◆ Required work
Write out the data word for word, taking care that no picture is carried over.

== == ==

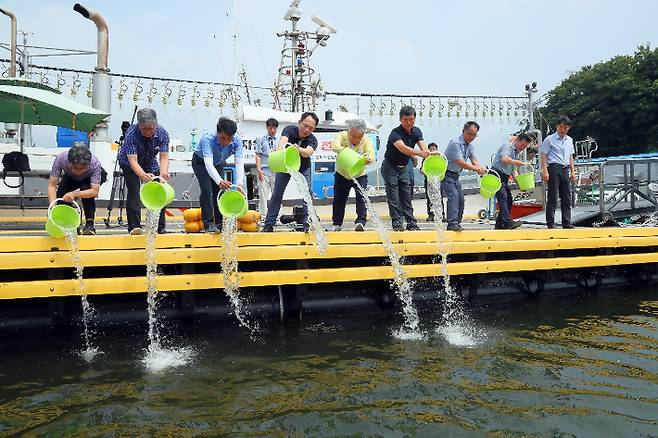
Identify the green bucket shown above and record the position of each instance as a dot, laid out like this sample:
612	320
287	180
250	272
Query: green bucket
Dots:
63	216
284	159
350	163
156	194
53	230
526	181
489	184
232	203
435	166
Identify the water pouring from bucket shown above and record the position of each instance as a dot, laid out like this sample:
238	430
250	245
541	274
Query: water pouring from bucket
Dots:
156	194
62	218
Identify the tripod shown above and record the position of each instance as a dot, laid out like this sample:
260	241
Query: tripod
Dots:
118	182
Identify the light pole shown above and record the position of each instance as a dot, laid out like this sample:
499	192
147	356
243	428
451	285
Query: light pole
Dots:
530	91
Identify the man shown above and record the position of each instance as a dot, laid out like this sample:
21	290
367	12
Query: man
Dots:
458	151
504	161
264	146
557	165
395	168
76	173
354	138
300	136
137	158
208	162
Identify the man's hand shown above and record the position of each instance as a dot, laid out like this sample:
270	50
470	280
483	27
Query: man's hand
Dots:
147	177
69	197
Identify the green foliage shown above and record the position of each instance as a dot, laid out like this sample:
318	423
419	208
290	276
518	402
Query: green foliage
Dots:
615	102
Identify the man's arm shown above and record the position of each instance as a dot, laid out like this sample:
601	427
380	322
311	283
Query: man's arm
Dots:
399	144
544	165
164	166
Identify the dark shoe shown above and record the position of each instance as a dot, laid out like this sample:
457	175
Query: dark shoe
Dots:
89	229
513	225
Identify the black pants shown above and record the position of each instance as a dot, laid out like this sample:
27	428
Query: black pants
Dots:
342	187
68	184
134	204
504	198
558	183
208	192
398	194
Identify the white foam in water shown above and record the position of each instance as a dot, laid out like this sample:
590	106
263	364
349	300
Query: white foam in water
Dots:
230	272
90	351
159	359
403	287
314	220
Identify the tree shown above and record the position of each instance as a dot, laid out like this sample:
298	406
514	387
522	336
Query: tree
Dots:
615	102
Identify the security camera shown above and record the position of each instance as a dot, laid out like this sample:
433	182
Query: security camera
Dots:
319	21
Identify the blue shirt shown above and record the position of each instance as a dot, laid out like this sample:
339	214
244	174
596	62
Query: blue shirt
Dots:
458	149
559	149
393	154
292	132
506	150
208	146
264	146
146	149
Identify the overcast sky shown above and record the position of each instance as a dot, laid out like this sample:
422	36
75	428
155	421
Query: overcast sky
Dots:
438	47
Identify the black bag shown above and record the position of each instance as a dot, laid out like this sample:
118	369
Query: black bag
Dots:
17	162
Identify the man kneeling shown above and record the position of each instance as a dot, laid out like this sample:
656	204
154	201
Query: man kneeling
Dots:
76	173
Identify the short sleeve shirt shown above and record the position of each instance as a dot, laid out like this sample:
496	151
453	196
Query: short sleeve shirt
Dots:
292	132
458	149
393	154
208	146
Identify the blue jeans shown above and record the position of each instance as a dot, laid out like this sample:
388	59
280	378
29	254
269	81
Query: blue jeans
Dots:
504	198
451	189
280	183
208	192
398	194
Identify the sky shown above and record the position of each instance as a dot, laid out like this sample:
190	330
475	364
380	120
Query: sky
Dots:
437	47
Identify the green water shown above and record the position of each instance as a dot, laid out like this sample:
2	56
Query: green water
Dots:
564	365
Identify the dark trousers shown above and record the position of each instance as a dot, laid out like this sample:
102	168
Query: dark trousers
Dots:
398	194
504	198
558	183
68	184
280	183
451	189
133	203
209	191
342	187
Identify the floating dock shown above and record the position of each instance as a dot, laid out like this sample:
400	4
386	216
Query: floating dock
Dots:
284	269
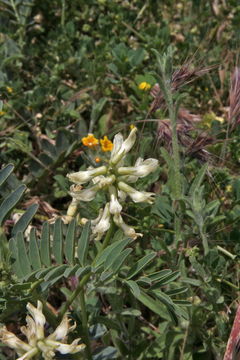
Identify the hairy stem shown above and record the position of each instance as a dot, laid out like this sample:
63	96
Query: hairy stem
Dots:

== == ==

◆ Answer section
Identify the green bucket shown above and record the position of each instance as a dot, laid out like this sample:
612	320
287	180
250	272
Query: green bucket
Dots:
63	216
284	159
350	163
156	194
53	230
526	181
489	184
232	203
435	166
Identify the water pouring from bucket shown above and record the position of each instance as a dot, laid out like this sample:
238	430
250	245
541	274
Query: water pouring from bucket
Dots:
156	194
62	218
Identify the tripod shown above and record the position of each instance as a dot, laid out like this sample:
260	241
Query: tripod
Dots:
118	182
Identify the light pole shown above and record the position of each instance as a dot, laid out like this sample:
499	192
147	356
243	428
451	285
Query: light pole
Dots:
530	91
Identify the man shown above and record the position of each instance as a dot, laid out like this sample:
21	290
367	12
Query: man
Dots:
458	151
504	161
264	146
557	165
395	168
76	173
354	138
300	136
137	158
208	162
Identify the man's hand shown above and record the position of each instance as a dot, laid out like this sample:
270	50
470	280
483	27
Query: man's hand
Dots:
147	177
69	197
Identify the green foliage shown above and record the position of each instance as a dot, laid out like this sample:
318	423
419	208
290	276
518	402
Query: green foliage
Dots:
615	102
Identify the man's arm shown above and record the position of each instance as a dot, laid out like this sample:
601	427
380	322
311	283
Query: man's arm
Dots:
399	144
544	165
164	166
Identify the dark shoe shown above and record the position of each instance as a dot, laid out like this sample:
457	175
Query: dark shoe
Dots:
89	229
513	225
Identify the black pants shown above and record the position of each instance as a dot, laid out like this sample:
27	428
Query: black pants
Dots:
342	187
68	184
134	204
504	198
558	183
208	192
398	194
Identify the white foam in water shown above and record the position of each instance as a dot, laid out like this sample:
590	106
263	364
349	300
Query: white foam in water
Dots:
230	272
90	351
159	359
403	287
314	220
Identify the tree shown above and record the position of each instance as a dot, laid out like this sample:
298	406
514	387
522	336
Query: tree
Dots:
615	102
Identify the security camera shown above and record the position of each instance as a dot, laid out like this sample:
433	182
Query: security camera
Dots:
319	21
Identify the blue shirt shown above and record the position of each instance as a dot, laid out like this sample:
339	214
244	174
596	62
Query: blue shirt
Dots:
458	149
559	149
393	154
292	132
506	150
208	146
264	146
146	149
Identify the overcast sky shown above and record the position of each instance as a dot, laid out like this sample:
422	36
75	428
155	421
Query: overcast sky
Dots:
438	47
Identify the black bag shown above and record the position of each instance as a dot, laid out like this sample:
118	369
Query: black bag
Dots:
17	162
Identify the man kneeling shown above and record the position of each instance as a dot, laid out like this sample:
656	204
154	201
Query: man kneeling
Dots:
76	173
Identify the short sleeve shirt shown above and record the position of each instance as a dot, laid out like this sample:
496	151
453	196
Query: short sleeve shirt
Dots:
292	132
458	149
393	154
208	146
Identify the blue jeans shown above and record the position of each instance as a dot, laid out like this sample:
388	59
280	378
29	254
269	81
Query: blue jeans
Dots:
504	198
451	189
280	183
208	192
398	194
Identify the sky shown above and record the position of each instance as a dot, laid out like this sample:
190	330
475	364
380	120
Query: sky
Dots:
437	47
Identify the green water shown above and record the position of each instance as a dot, laid out like this sample:
2	56
Query: green water
Dots:
564	365
Identify the dark trousers shown above and record the position of each instance as a dot, laid out like this sample:
102	168
Query: dark trousers
Dots:
398	194
504	198
558	183
68	184
280	183
451	189
133	203
209	191
342	187
Identify the floating dock shown above and record the position of each instance as a dot, laid out like this sample:
400	4
386	216
Query: floating dock
Dots:
284	269
Identify the hairy stem shown above and record the position of each instance as a dot, laid out like this sample:
63	96
Query: hairy stem
Dots:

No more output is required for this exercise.